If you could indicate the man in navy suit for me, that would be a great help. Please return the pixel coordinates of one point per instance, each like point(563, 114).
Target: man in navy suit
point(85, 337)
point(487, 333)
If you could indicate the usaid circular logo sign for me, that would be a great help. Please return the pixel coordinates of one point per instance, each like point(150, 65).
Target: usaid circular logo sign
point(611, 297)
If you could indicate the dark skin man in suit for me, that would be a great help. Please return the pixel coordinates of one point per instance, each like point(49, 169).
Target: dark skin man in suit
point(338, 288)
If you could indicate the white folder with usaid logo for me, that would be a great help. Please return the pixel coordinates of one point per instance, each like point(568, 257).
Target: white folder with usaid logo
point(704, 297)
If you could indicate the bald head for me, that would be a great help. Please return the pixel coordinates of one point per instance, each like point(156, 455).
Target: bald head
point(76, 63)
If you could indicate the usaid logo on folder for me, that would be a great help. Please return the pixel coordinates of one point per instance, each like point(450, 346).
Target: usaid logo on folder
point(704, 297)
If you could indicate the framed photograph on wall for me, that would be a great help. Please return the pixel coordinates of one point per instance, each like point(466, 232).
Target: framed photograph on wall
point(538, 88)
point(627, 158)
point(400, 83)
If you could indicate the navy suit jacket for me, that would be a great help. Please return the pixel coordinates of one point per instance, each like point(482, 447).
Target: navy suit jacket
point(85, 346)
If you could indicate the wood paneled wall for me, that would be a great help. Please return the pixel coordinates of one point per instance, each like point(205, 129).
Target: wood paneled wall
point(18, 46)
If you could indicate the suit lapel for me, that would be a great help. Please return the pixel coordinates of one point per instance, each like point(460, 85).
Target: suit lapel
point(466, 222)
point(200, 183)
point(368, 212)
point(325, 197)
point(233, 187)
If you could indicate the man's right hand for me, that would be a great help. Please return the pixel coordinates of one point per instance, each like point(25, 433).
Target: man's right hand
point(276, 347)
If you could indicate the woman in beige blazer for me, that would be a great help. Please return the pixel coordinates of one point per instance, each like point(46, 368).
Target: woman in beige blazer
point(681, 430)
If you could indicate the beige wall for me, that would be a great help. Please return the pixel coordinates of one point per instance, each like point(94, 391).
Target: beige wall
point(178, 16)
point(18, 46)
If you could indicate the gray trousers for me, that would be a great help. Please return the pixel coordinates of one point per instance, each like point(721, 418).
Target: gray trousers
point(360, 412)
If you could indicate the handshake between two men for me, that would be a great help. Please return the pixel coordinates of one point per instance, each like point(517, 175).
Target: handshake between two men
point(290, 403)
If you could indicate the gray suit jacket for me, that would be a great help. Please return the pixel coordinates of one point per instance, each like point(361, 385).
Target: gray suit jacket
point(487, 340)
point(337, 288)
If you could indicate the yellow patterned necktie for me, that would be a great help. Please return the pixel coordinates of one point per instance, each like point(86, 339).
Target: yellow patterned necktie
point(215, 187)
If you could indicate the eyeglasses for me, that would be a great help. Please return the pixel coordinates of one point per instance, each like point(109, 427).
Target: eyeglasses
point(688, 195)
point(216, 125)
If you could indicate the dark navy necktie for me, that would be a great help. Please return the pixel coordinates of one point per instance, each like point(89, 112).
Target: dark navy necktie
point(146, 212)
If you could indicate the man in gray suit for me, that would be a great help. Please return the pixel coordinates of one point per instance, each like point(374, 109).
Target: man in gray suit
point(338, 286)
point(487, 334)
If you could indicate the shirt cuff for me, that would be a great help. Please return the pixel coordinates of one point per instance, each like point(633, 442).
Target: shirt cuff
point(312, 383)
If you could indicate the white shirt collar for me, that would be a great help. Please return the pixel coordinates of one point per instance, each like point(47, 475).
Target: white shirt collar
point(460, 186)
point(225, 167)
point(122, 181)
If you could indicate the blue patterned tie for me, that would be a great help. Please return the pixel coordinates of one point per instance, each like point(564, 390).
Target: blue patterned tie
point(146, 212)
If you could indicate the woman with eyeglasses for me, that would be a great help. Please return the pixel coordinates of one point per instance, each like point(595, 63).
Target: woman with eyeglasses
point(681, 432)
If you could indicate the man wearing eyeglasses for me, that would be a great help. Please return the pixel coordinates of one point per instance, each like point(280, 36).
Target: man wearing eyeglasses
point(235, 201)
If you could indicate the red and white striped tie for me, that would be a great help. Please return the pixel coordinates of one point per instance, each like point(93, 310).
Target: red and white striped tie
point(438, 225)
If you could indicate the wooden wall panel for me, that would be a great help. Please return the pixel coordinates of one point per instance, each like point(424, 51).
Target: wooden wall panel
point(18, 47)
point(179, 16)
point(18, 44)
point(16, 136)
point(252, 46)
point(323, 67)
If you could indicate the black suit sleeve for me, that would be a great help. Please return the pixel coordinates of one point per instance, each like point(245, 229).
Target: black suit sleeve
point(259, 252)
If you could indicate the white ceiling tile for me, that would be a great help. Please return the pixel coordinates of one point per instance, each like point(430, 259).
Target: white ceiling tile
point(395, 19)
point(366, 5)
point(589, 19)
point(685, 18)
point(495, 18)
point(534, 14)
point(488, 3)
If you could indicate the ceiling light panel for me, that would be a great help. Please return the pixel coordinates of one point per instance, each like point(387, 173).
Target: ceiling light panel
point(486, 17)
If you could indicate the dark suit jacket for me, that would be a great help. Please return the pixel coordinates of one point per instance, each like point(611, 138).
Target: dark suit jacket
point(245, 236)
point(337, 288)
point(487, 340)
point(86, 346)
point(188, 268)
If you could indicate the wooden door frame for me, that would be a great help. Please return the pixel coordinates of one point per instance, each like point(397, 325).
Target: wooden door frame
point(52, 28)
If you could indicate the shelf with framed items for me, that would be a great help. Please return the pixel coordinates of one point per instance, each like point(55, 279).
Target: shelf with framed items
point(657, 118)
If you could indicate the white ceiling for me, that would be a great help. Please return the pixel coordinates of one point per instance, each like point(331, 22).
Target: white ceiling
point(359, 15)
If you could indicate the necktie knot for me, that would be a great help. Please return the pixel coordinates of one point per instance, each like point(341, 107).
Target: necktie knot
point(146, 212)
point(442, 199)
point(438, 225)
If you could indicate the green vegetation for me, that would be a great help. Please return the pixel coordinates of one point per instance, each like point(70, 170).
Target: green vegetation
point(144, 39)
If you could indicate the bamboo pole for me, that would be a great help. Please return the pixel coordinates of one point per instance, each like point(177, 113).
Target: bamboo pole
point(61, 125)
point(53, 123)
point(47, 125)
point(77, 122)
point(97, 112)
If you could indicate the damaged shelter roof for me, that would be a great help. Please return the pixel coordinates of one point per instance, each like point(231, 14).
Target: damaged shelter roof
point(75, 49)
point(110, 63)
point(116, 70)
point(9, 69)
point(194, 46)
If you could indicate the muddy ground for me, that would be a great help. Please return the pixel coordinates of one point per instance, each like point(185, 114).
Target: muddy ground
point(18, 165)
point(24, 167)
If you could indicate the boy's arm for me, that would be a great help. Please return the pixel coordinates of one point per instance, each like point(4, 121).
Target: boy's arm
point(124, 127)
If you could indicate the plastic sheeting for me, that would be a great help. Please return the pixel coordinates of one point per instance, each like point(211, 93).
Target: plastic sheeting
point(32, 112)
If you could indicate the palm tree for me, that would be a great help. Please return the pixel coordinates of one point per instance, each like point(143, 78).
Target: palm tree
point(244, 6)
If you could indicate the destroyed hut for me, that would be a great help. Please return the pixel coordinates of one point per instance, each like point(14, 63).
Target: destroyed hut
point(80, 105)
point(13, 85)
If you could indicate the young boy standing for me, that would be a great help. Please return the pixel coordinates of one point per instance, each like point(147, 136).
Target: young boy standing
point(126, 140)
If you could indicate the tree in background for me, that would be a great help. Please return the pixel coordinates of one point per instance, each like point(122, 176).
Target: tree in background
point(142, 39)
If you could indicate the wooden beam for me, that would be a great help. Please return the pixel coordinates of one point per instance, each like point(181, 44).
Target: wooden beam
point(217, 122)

> [Exercise]
Among the entries above, copy exactly only the lines starting with the one containing "Target: white folder with usaid logo" and going through the one containing "If you could indicate the beige", both ends included.

> [Task output]
Target: white folder with usaid logo
point(704, 297)
If you could indicate the bald head for me, that would be a great help. Please return the pixel coordinates of one point per instance, each like point(156, 455).
Target: bald head
point(76, 63)
If you could indicate the usaid logo on folder for me, that would be a great help. Please return the pixel coordinates of one point per instance, each like point(450, 346).
Target: usaid logo on folder
point(704, 297)
If you could indicate the framed photograph on wall for me, that would be a great help. Please return the pixel coordinates of one point per instance, each like point(466, 232).
Target: framed photograph on wall
point(538, 88)
point(627, 158)
point(400, 83)
If you could indicate the navy suit jacket for me, that would be a great help. Please return the pixel coordinates of one point per instance, each like point(482, 447).
Target: navy suit jacket
point(85, 346)
If you could indicate the wood paneled wall for me, that would be a great help. Please return the pixel coordinates of one point per instance, each like point(205, 129).
Target: wood paneled wall
point(18, 46)
If you could indicate the suit lapel for me, that would be a great help. Please return the pixel coordinates of one point per instance, each like point(460, 85).
Target: suit lapel
point(466, 222)
point(200, 183)
point(368, 212)
point(325, 197)
point(233, 187)
If you could indicate the man's right hand for me, that would be a great help. Please return the pixel coordinates of one point per instance, each like point(25, 433).
Target: man's right hand
point(276, 347)
If you could indicate the woman in beige blazer for me, that would be a great help. Please return the pixel coordinates of one point per instance, each like point(46, 368).
Target: woman in beige blazer
point(681, 430)
If you could indicate the beige wall for me, that would be a great help. Please return the pixel coordinates of one point per instance, each like point(94, 391).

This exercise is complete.